_Task prompt:_ Nothing but the lines from the line with "the player in" through the end of the data is to be copied, and each is to be copied exactly.

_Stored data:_
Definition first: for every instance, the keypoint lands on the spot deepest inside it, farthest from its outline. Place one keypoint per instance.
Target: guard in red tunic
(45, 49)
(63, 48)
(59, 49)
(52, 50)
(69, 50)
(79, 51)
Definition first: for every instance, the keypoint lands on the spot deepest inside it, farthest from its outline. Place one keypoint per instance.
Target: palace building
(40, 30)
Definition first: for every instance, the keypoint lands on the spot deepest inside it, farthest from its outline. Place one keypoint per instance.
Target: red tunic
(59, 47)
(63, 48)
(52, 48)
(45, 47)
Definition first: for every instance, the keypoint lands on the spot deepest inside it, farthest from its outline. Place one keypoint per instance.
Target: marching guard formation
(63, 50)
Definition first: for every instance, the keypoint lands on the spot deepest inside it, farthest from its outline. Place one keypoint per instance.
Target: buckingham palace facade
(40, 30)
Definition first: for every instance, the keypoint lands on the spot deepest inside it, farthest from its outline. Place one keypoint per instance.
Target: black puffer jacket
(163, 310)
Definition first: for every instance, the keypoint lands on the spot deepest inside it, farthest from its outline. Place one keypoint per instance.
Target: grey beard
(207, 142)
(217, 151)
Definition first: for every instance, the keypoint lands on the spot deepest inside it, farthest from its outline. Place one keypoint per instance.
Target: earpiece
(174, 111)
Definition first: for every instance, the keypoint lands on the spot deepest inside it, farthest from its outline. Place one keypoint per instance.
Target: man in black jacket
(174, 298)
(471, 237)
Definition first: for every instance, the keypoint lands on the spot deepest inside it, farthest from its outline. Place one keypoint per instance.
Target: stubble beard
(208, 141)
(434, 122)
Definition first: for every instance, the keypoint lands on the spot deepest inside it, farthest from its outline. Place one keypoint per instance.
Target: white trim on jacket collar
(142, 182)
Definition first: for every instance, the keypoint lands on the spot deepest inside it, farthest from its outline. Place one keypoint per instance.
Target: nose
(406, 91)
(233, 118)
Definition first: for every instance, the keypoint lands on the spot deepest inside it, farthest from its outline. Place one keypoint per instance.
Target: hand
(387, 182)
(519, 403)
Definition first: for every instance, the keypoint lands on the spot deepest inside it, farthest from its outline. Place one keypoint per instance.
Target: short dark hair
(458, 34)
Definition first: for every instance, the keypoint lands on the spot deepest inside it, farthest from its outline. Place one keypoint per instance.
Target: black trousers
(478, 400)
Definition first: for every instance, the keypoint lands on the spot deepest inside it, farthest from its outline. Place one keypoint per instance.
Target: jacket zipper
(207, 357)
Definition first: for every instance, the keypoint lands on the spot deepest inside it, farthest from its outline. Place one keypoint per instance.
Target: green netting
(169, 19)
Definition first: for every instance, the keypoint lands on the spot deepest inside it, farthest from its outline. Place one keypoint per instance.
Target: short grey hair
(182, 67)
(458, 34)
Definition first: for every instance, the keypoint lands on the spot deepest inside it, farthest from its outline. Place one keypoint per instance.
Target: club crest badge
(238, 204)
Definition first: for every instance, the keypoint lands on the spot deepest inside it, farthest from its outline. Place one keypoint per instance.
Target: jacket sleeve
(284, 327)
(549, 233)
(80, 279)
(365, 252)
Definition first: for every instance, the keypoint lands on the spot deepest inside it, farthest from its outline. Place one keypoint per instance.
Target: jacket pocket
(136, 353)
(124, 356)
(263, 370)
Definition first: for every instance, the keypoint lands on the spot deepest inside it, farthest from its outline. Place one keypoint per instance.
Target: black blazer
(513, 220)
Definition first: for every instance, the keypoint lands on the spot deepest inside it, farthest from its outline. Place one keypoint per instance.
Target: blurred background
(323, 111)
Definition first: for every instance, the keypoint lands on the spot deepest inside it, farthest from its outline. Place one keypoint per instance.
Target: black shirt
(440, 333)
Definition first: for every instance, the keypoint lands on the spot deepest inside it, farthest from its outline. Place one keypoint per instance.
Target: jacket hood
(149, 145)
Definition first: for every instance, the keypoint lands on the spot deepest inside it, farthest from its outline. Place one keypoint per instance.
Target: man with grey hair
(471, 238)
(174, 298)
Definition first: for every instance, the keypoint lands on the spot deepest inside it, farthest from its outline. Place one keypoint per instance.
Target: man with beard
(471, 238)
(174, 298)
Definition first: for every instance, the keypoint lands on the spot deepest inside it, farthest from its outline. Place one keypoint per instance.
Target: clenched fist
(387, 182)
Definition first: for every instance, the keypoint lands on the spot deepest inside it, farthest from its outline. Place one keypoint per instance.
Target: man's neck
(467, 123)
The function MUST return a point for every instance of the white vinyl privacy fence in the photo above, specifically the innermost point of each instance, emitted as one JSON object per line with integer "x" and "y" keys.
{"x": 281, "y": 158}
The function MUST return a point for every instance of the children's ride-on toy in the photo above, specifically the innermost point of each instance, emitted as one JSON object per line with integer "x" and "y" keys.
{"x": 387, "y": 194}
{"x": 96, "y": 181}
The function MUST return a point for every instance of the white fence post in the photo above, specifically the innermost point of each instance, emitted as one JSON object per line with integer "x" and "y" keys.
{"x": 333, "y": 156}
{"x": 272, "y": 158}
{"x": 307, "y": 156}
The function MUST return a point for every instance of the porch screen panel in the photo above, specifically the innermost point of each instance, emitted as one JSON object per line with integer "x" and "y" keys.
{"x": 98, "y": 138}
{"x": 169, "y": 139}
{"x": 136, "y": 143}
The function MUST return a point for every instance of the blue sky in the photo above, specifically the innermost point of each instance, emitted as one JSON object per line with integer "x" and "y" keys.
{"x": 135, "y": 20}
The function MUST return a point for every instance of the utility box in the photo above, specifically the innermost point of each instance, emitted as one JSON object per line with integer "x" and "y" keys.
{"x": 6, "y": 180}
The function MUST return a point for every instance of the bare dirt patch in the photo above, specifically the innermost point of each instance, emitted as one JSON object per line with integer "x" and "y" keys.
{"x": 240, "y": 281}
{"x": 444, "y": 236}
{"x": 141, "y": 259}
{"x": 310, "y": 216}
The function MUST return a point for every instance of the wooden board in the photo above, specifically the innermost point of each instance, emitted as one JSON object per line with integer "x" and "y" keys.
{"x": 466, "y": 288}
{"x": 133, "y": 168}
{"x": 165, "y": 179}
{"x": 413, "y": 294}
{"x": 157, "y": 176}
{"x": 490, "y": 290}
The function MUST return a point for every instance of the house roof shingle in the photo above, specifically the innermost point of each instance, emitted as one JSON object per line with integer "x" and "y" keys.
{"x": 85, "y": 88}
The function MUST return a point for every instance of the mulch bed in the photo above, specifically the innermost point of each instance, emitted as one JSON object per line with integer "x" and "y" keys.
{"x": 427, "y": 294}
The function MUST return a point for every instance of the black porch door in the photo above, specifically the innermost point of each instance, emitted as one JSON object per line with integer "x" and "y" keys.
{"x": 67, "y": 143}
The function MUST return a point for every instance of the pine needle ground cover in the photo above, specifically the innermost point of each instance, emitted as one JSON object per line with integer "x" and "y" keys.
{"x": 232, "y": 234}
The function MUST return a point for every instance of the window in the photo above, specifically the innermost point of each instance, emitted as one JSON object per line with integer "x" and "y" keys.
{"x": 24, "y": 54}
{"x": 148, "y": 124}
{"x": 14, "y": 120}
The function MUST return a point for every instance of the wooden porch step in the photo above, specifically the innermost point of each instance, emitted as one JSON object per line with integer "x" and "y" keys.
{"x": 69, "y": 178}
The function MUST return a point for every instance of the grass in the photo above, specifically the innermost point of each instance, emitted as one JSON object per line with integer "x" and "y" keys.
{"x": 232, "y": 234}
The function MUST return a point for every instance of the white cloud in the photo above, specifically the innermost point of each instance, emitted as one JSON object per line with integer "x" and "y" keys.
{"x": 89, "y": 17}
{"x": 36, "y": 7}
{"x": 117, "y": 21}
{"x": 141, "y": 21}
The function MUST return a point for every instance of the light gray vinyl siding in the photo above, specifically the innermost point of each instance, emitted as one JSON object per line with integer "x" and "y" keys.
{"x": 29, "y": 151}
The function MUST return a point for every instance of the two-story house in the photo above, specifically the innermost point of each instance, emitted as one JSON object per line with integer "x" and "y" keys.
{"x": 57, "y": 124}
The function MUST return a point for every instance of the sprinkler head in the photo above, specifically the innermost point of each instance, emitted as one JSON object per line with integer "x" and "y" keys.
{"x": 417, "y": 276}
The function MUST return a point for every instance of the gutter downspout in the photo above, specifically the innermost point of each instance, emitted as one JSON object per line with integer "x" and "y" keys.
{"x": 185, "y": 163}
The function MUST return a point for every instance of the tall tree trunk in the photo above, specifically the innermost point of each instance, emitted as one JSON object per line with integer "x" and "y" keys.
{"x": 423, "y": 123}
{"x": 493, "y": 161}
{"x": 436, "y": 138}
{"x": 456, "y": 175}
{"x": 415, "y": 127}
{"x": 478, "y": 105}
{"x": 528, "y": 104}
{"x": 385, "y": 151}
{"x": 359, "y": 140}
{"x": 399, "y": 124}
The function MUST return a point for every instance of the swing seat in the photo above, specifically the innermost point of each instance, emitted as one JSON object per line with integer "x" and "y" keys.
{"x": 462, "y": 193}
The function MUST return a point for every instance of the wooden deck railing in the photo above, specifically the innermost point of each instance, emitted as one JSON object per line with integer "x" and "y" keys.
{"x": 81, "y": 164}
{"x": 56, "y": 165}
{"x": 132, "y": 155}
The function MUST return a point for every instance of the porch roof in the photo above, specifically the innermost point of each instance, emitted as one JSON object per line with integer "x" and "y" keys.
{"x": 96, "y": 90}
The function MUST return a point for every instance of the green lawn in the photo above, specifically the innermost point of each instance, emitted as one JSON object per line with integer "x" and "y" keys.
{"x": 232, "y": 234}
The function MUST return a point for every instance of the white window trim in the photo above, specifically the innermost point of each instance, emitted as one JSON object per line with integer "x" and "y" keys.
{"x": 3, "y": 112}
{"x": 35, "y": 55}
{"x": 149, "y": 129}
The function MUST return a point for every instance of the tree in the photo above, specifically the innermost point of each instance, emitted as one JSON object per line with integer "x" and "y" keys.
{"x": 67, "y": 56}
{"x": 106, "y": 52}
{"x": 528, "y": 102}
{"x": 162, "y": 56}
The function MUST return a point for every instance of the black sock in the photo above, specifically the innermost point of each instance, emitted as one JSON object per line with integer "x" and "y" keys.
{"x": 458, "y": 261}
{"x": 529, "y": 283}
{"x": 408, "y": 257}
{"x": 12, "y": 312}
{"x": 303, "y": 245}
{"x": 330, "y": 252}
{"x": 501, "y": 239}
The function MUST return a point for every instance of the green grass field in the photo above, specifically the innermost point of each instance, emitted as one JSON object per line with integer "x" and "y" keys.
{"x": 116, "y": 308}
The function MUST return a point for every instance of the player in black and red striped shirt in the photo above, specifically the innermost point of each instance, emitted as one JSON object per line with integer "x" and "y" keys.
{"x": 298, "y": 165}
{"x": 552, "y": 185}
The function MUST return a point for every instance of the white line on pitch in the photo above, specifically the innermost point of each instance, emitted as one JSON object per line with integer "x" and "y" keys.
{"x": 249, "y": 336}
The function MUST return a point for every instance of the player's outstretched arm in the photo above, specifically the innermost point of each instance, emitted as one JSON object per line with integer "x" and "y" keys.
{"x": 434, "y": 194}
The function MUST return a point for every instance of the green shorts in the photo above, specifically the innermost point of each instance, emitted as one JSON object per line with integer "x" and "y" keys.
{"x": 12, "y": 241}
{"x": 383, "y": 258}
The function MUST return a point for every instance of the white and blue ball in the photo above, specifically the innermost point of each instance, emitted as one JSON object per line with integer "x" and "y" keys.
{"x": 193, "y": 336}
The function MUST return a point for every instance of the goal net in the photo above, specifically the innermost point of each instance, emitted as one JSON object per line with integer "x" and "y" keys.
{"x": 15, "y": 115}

_Response below:_
The function MUST return a point for every instance of the player in black and red striped shirt in the photo above, specifically the innermost point of each instance, emitted as one JSON object per line with integer "x" and "y" keys.
{"x": 298, "y": 165}
{"x": 552, "y": 185}
The function MUST return a point for every instance of the white line on pitch in the photo above, specifically the innermost point of each instance, emitted as one JSON object per line with integer "x" and "y" keys.
{"x": 249, "y": 336}
The function MUST return a point for every instance of the player's outstretched arm in the photo above, specifically the innermost point of each instance, emitted as one JSON object per line with integer "x" and "y" keys.
{"x": 434, "y": 194}
The function MUST return a point for every instance of the green shorts in the photo above, specifically the innermost point of each instance, emitted as one JSON object per line with integer "x" and "y" keys.
{"x": 12, "y": 241}
{"x": 383, "y": 258}
The function MUST return a point for every instance of the white and blue ball in the photo above, specifically the innermost point of each instance, emitted as one JSON object per line with integer "x" and "y" keys.
{"x": 193, "y": 336}
The function MUST return a point for every instance of the goal net in the photo above, specifically the innermost point of each instance, emitted as one JSON object per line with integer "x" and "y" keys.
{"x": 15, "y": 115}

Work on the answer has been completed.